* Selected passage *
☆ ☆ ☆ ☆ ☆
So when you see these things, you start to think of how ARs could take a code, and just twist it into yet another bad law affecting your property and your animals and your rights. It just isn’t that difficult to do if you simply look at the California codes. Local codes are even worse. They can tweak zoning, and outlaw kennels.  They can make set back restrictions, use restrictions, what you must do when you go on vacation [Louieville KY law drafted by HSUS and AR elitists], they can make laws saying “no leash” is animal abuse [Albuquerque NM] for example.  In addition, HSUS has taken to using federal regs, such as forfeiture, and then morphing it over to state laws. Docking, cropping, selling, buying, advertising [illegal to have posted sign for animal sales] can all be illegal, but in CA– it can be legal only if a non profit is doing it, if it’s showing or selling  or giving away, outside in certain public areas? That law has yet to be tested but we believe that law is far too overbroad and has nothing to do with profit, non profit or PMs.

The courts when faced with a constitutional law challenge, will usually use the rational basis standard which is the lowest of the 3 levels used. Under the lowest level, a law need only show a rational basis and usually this means it affects the safety, health or welfare of the people. Then, ANY reason given which might show the very slightest element of affecting any of the 3 named, gives the law the green light. For example, if generic pitbull dogs are said to account for 20% of animals in  a shelter, then they will say 20% of those dogs are killing the 20% that cannot be taken in by the shelter because no one wants the generic pitbulls? Well of course NO ONE wants the generic pitbulls because the ARs mounted the nationwide campaign along with Colleen Lynn formerly of Washington, to make everyone hate the dogs!!  run, run, run!!!!

One of the absolute worst blows to our laws was the Los Angeles mandated altering law opposed and pushed into appeal,  by CDOC/ Ms. Turner. Many thousands of dollars were used to push the case to the appeals court which should have never, ever been done. An appeals decision out of CA on that subject can be, unfortunately, used in any case in CA. Had it been another state, it would not have the precedent value. So blame Turner or whatever idiot that saw fit to push the law to appeal.  They should have let sleeping dogs lie.  We don’t think anyone who really understands animals would have done it.
☆ ☆ ☆ ☆ ☆
* Activities *
• A. In the passage on animal laws, which standard do courts usually apply when faced with a constitutional law challenge?
• B. Rewrite the passage on animal laws from "One of the absolute" to "have done it.", changing "appeals court" to "appellate court".
☆ ☆ ☆ ☆ ☆
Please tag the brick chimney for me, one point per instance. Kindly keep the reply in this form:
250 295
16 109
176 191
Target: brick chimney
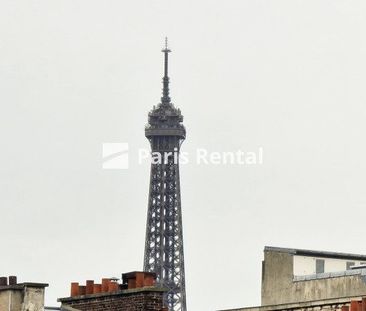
137 291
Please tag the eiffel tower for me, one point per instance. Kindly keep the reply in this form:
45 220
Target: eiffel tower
164 232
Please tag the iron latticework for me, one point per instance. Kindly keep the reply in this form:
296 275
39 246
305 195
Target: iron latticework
164 233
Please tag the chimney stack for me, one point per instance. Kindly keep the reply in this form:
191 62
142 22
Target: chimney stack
13 280
3 281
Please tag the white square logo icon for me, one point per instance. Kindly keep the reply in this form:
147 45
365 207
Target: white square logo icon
115 156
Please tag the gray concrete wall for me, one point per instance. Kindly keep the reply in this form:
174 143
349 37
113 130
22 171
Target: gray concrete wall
26 299
279 287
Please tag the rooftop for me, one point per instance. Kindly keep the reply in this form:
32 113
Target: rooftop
314 253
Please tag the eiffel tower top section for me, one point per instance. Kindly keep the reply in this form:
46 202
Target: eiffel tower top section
165 119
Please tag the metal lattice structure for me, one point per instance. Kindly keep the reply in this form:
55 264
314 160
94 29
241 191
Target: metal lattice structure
164 233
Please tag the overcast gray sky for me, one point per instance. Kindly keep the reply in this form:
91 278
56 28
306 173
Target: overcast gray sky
286 75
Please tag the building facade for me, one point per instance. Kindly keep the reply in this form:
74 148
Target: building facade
16 296
297 279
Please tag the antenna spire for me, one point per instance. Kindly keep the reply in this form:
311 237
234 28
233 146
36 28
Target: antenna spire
166 99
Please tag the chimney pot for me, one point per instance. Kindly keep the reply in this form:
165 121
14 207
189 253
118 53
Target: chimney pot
3 281
74 289
82 290
89 287
113 287
12 280
97 288
105 285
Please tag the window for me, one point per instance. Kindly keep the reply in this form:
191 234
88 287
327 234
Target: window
319 266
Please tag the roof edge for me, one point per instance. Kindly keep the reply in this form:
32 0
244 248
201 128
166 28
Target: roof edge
314 253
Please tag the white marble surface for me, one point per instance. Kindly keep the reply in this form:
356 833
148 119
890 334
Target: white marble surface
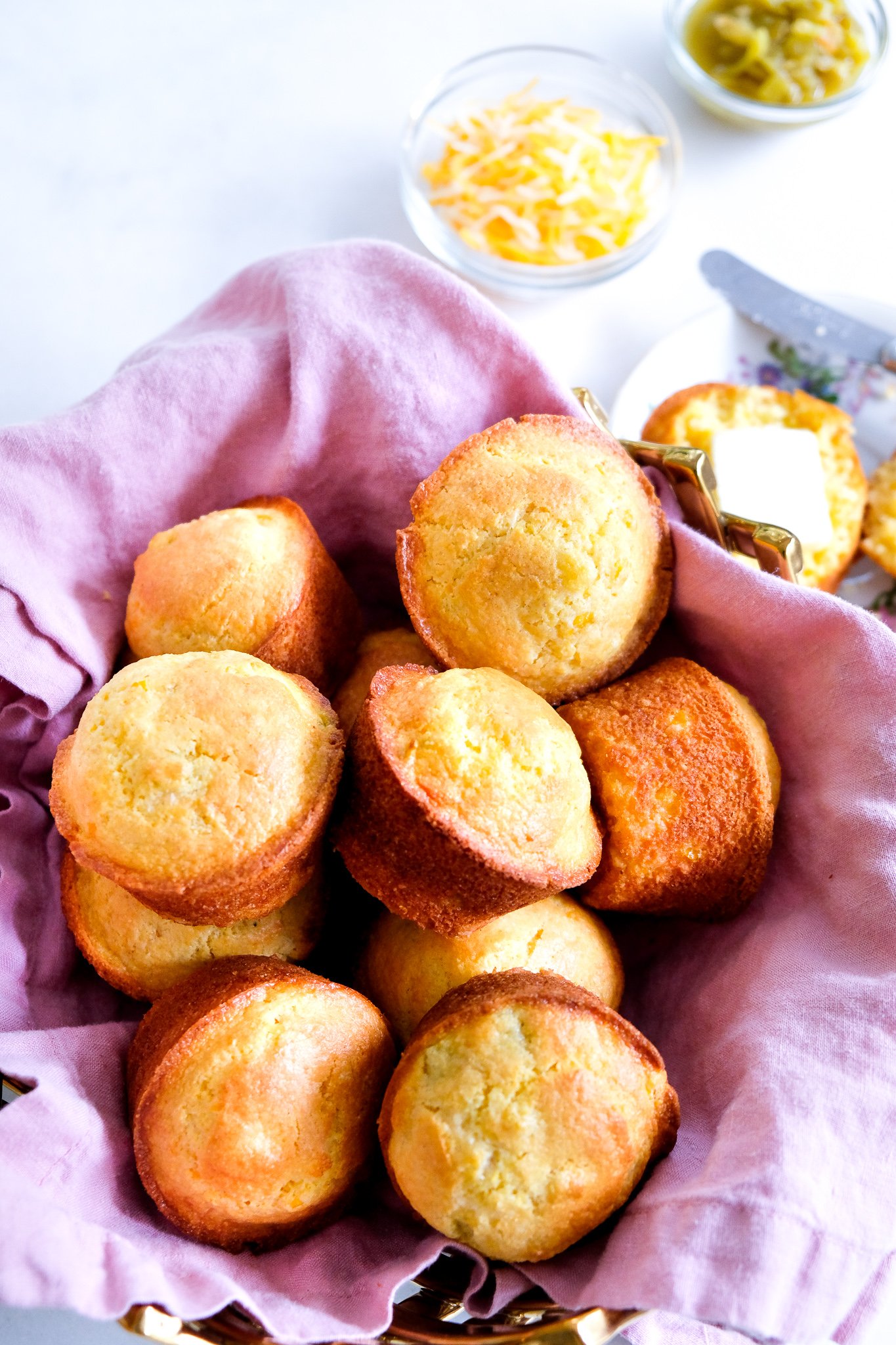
148 151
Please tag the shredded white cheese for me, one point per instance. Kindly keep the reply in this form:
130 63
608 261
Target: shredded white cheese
542 182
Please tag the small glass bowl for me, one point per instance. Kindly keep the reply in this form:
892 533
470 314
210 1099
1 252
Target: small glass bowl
748 112
626 102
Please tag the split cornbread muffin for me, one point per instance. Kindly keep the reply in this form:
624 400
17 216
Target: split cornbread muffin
200 783
254 579
685 780
696 413
467 798
254 1088
378 650
142 954
879 530
540 549
406 969
523 1113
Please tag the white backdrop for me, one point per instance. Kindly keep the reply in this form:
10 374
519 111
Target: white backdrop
151 148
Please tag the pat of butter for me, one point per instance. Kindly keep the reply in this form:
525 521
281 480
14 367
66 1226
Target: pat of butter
774 475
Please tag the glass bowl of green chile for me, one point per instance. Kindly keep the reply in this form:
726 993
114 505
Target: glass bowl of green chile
775 62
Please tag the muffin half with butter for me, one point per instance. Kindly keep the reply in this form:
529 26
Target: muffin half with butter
779 458
255 579
254 1088
465 798
685 782
141 953
200 783
523 1113
540 549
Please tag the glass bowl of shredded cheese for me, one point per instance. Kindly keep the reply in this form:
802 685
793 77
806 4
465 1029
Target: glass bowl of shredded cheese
775 62
534 170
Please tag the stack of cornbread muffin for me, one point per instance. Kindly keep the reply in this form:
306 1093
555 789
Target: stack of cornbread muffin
490 779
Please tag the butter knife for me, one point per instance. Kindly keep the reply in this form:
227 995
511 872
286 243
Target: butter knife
800 320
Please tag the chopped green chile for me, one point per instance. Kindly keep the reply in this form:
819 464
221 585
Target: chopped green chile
784 51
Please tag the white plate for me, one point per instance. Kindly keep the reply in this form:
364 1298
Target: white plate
721 346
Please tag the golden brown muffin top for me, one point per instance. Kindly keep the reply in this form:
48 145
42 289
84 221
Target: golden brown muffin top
540 549
685 780
492 763
254 1087
408 969
191 764
378 650
221 581
696 413
523 1113
879 530
141 953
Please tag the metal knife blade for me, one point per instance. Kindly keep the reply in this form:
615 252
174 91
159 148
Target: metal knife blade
793 315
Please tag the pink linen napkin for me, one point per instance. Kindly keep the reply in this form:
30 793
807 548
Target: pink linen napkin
341 376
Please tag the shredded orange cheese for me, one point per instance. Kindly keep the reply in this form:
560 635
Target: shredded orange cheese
542 182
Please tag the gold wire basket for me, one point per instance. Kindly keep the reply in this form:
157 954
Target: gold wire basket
433 1313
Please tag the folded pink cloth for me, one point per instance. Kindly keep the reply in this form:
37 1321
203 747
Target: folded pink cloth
341 376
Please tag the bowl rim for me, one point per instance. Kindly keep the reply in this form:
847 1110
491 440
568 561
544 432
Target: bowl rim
513 276
675 15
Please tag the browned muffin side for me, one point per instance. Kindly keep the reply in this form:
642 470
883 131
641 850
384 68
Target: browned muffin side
523 1113
141 953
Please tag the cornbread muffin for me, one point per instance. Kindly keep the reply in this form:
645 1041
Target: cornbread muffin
523 1113
540 549
467 798
687 782
254 579
879 531
254 1088
200 783
379 650
142 954
696 413
406 970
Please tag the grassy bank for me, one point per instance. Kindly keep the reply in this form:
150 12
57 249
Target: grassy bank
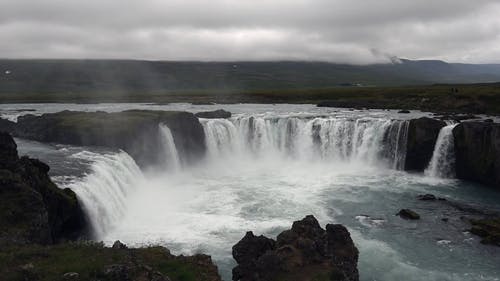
94 261
460 98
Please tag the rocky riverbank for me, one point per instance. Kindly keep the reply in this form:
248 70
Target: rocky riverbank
42 232
32 208
305 252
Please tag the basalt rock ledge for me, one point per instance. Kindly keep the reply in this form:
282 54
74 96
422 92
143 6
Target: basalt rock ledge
305 252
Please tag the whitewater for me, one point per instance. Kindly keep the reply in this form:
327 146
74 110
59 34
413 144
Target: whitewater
270 165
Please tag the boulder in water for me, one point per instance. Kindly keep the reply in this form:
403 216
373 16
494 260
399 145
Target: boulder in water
6 125
220 113
408 214
422 136
427 197
488 229
477 152
119 245
305 252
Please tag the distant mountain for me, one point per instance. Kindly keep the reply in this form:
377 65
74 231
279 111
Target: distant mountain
83 76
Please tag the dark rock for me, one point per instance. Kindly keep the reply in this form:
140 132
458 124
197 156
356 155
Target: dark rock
220 113
422 136
119 245
477 152
34 209
117 272
427 197
408 214
6 125
488 229
134 131
304 252
71 276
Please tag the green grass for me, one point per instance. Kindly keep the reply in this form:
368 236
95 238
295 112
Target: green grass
89 260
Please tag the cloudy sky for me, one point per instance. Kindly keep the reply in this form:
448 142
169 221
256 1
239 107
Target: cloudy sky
352 31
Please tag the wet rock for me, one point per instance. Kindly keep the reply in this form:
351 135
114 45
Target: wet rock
6 125
305 252
134 131
117 272
71 276
408 214
34 209
422 136
488 229
220 113
119 245
477 152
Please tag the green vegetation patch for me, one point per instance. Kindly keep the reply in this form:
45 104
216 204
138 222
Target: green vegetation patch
89 260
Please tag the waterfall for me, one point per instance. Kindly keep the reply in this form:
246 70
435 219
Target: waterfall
103 191
366 140
171 158
442 163
395 142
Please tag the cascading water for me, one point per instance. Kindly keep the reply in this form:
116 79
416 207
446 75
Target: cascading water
366 140
171 158
442 163
103 191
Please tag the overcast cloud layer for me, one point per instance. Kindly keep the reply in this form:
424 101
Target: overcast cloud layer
347 31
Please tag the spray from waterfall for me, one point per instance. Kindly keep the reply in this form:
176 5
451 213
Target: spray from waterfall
170 159
103 191
442 163
364 140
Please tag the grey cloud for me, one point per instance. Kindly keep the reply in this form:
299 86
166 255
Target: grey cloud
330 30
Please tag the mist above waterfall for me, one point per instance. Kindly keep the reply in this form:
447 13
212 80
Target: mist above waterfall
268 166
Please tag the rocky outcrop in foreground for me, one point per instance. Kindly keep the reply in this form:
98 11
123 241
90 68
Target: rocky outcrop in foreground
422 136
305 252
37 220
477 152
135 131
32 208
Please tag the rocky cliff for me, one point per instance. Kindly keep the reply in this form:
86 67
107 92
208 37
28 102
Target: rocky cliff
422 136
477 152
32 208
305 252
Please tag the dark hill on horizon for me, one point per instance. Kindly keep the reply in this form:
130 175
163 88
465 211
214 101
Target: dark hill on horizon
28 77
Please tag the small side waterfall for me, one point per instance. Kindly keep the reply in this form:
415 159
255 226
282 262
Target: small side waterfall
104 190
171 158
442 163
364 140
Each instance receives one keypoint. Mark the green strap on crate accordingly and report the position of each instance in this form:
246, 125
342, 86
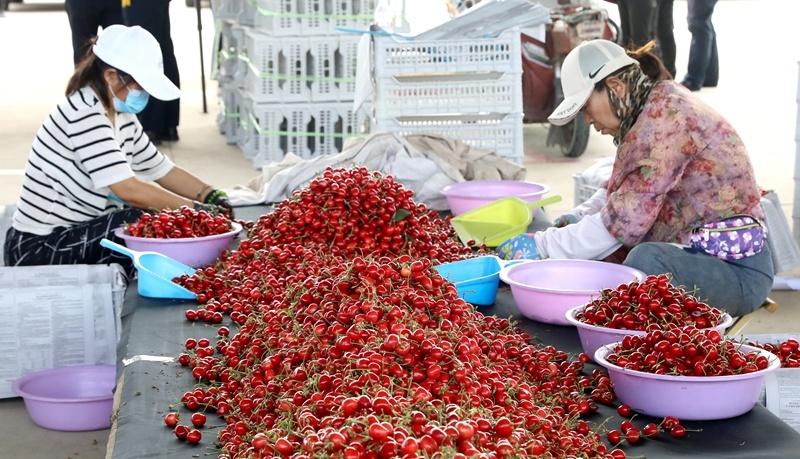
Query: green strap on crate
278, 14
260, 131
215, 57
279, 76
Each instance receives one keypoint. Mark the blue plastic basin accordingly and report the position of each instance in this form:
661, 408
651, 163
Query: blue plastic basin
476, 279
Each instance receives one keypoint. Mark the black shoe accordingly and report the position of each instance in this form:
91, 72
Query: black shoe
171, 135
690, 86
155, 139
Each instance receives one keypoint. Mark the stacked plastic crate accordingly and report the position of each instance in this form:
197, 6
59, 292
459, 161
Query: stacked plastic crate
287, 75
468, 89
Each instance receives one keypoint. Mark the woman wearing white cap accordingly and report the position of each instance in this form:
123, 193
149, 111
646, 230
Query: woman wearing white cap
679, 166
90, 156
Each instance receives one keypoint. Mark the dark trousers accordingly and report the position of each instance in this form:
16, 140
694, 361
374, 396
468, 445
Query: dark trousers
637, 21
153, 15
665, 35
703, 58
85, 16
76, 245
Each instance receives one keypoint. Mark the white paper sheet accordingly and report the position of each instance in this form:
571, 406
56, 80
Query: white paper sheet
58, 316
781, 392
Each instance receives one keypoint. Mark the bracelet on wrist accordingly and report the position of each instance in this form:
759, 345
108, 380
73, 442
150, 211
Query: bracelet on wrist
200, 193
211, 197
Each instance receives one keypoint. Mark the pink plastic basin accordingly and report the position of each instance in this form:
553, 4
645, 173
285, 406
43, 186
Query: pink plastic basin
544, 290
690, 398
196, 252
593, 337
465, 196
75, 398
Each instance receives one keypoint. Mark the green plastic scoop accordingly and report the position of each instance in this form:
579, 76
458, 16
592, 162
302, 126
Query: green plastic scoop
495, 222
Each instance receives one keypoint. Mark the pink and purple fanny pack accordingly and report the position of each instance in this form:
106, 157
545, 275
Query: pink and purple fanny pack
734, 238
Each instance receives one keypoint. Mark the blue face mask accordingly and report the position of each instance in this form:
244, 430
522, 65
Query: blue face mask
133, 103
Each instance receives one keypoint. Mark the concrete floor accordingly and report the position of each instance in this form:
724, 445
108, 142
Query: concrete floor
757, 92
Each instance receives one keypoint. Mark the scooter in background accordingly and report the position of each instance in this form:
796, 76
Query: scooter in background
572, 22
☆ ☆ ☆ ☆ ☆
* Per-task outputs *
• A. Courts usually apply the rational basis standard, the lowest of the three levels.

• B.
One of the absolute worst blows to our laws was the Los Angeles mandated altering law opposed and pushed into appeal,  by CDOC/ Ms. Turner. Many thousands of dollars were used to push the case to the appellate court which should have never, ever been done. An appeals decision out of CA on that subject can be, unfortunately, used in any case in CA. Had it been another state, it would not have the precedent value. So blame Turner or whatever idiot that saw fit to push the law to appeal.  They should have let sleeping dogs lie.  We don’t think anyone who really understands animals would have done it.